◆ TASK TO CARRY OUT:
Set down each line of the data below exactly as it stands, dropping the pictures.

◆ ENTRIES PROVIDED:

________________

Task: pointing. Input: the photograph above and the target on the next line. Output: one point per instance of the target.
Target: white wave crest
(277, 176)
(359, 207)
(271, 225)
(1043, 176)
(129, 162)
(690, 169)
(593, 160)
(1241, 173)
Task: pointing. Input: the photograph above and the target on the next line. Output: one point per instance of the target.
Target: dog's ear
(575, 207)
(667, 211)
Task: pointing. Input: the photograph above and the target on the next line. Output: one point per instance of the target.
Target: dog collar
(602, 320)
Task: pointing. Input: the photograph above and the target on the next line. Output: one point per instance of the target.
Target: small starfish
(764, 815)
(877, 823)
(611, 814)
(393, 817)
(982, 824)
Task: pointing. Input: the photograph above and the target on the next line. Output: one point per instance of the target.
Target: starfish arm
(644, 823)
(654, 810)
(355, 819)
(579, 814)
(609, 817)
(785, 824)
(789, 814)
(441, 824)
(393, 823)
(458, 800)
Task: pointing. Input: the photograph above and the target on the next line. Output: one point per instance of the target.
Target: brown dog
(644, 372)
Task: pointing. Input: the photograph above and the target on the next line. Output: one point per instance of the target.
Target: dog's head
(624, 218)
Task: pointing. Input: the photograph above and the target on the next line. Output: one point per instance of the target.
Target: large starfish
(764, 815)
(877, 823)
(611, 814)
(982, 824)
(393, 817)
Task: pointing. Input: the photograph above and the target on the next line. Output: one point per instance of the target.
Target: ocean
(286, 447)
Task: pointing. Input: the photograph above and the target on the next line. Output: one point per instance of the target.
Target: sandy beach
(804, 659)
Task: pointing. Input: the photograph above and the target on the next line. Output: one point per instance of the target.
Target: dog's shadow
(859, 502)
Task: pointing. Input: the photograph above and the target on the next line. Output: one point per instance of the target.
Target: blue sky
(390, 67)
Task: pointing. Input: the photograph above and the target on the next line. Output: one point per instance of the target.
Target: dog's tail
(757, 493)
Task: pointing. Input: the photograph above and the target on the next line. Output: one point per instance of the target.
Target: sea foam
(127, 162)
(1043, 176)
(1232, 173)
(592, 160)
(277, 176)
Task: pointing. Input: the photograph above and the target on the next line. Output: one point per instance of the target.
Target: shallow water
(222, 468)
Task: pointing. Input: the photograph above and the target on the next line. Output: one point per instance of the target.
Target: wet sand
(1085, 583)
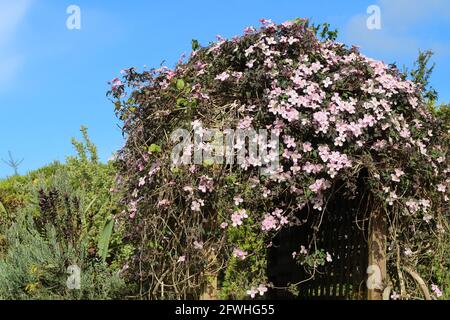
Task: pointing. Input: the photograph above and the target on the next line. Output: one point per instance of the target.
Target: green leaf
(208, 162)
(154, 148)
(180, 84)
(195, 44)
(104, 239)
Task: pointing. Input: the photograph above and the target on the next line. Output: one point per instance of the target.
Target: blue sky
(53, 80)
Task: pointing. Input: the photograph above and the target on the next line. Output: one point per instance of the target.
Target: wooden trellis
(343, 233)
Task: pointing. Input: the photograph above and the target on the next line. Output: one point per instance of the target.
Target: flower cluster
(342, 118)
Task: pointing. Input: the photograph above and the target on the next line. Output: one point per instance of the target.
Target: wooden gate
(343, 233)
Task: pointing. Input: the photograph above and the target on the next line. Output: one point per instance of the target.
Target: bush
(341, 118)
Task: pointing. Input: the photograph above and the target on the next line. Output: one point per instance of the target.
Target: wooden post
(377, 255)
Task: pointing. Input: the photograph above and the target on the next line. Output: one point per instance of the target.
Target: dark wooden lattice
(344, 235)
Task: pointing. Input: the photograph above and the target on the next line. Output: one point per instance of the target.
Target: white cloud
(12, 14)
(399, 18)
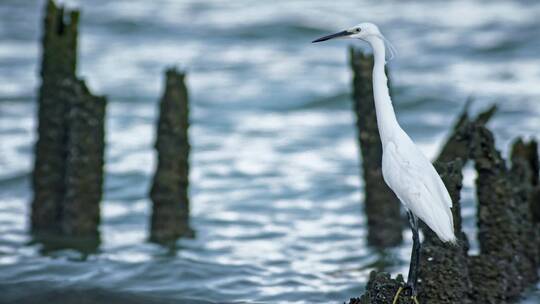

________________

◆ REPLY TO THE TASK:
Task: pointing. Input: the photograph above and the target on the next line. Output: one point per instance of the target.
Target: white wave crest
(277, 176)
(359, 207)
(271, 225)
(1043, 176)
(129, 162)
(690, 169)
(593, 160)
(1241, 173)
Task: pointing. Input: the photograph above and the target on the next line. Output: one point per instance of the target.
Target: dog's ear
(575, 207)
(667, 211)
Task: pointing. Input: the photograph above and the target on the next line. Output: one point per instance of the target.
Target: dog collar
(602, 320)
Task: pointing. Input: the photograph above and the target on the next line. Output: one point per instance of the target.
Target: small starfish
(764, 815)
(877, 823)
(611, 814)
(393, 817)
(982, 824)
Task: pointing. Input: the photograph above and the target on the next line. Output: one point per instance of the target.
Target: starfish arm
(644, 823)
(654, 810)
(355, 819)
(579, 814)
(609, 817)
(785, 824)
(789, 814)
(441, 824)
(393, 823)
(458, 800)
Task: pointing. Input: the photograph above and the target on the next line. Output: one point per instance of the target.
Target: brown dog
(644, 372)
Task: pointing. Input: the photograph above and the target on the next line. Output: one point per instance of the target.
Target: dog's head
(624, 218)
Task: pointing. Input: the photograph above and the target on the next line. Output: one point per instance of the target.
Target: large starfish
(764, 815)
(877, 823)
(611, 814)
(982, 824)
(393, 817)
Task: pointing. Input: the photograph above and the target on the next line. Output: one point per instance of the target.
Target: ocean
(286, 447)
Task: pointing. Input: the photograph above and the target on the next line. Output: one point per instance of the target.
Target: sandy beach
(804, 659)
Task: pointing. Input: the photograph above and the target on the next line. Output: one point per instance of the target.
Target: dog's shadow
(859, 502)
Task: pointing. Input: the photograph above and the target on the next line. Output: one point per instance of the target.
Target: blue sky
(390, 67)
Task: pointing. Input: the photograph above and the target on the next line. Output: one point per instance of the target.
Target: dog's tail
(757, 493)
Task: pointing. Input: the photograph above and the target on the next line. Output: one point per instance of the target.
Target: sea foam
(127, 162)
(1043, 176)
(1232, 173)
(592, 160)
(277, 176)
Task: pointing. Input: the photograph above and the target on the next line. Output: one point per instance of the target.
Target: shallow water
(222, 468)
Task: pointing. Input: the photograph above and the target on the next line. Output: one point per instance of the target.
Target: wet sand
(1085, 583)
Task: pointing. Input: the photograph above and the target on the next line. Output: one point per instance of the target.
Target: green leaf
(208, 162)
(154, 148)
(180, 84)
(195, 44)
(104, 239)
Task: pointing. Input: the photograph above and the target on the next line. Output: one point per instance of the target.
Target: blue sky
(53, 80)
Task: pointing. Input: the photograph above and the target on the next line. Output: one point per instance of the target.
Target: wooden trellis
(343, 233)
Task: pointing. Input: the photograph above and the target on the next line. Output: one point per instance of the target.
Target: flower cluster
(342, 118)
Task: pointing. Input: the photograph above and the target on the next line. Output: one point per instance of the target.
Target: wooden gate
(343, 233)
Task: pointing. Input: the photograph above and the target on the next line. Output: one point per instance of the target.
Target: bush
(341, 118)
Task: pointing. Input: the photograph above and the target on the next line. Output: one point per instance of the target.
Target: wooden post
(377, 255)
Task: pointing. Input: the photograph above and the target on the next line. Output: one point per instance of the target.
Target: dark wooden lattice
(344, 235)
Task: pointing. Input: the photograph above and the target on the next line. Output: one point per instance of the target.
Target: white cloud
(12, 14)
(399, 18)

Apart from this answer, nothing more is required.